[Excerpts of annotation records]

• • • • • • •

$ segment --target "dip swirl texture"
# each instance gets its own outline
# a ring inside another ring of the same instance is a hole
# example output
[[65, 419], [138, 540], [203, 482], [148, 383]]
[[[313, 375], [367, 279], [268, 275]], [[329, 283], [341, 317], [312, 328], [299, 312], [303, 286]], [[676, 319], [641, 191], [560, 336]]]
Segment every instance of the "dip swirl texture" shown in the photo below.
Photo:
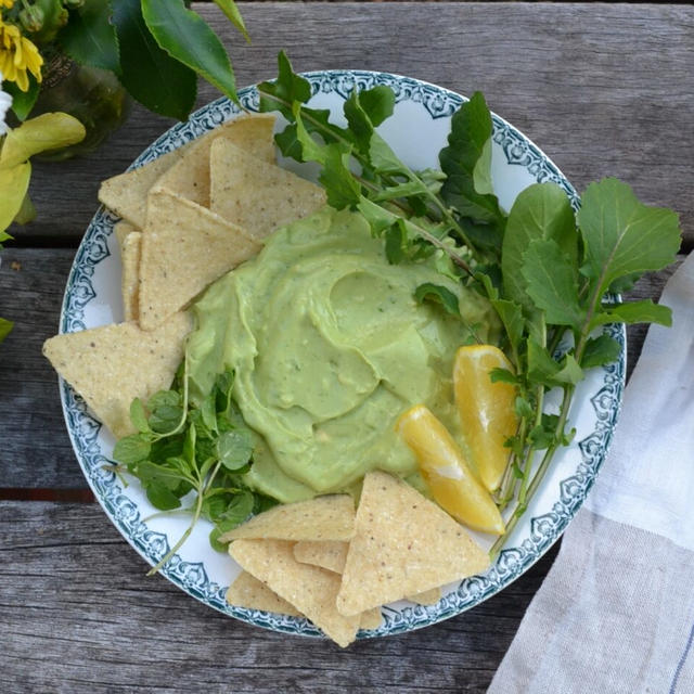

• • • • • • •

◆ **PROBLEM**: Rewrite all the records above, replacing "dip swirl texture" with "sauce swirl pattern" and leaving everything else unchanged. Leave the pictures out.

◆ **EXERCISE RESULT**:
$ segment --target "sauce swirl pattern"
# each instance gets its own outline
# a ring inside another ring of the same instance is a hole
# example output
[[65, 419], [138, 540], [203, 482], [148, 383]]
[[[313, 375], [367, 279], [268, 275]], [[329, 283], [341, 317], [312, 328], [299, 312], [303, 286]], [[676, 319], [641, 191], [560, 336]]]
Segment every instance of the "sauce swirl pattern" shown in the photo below.
Photo:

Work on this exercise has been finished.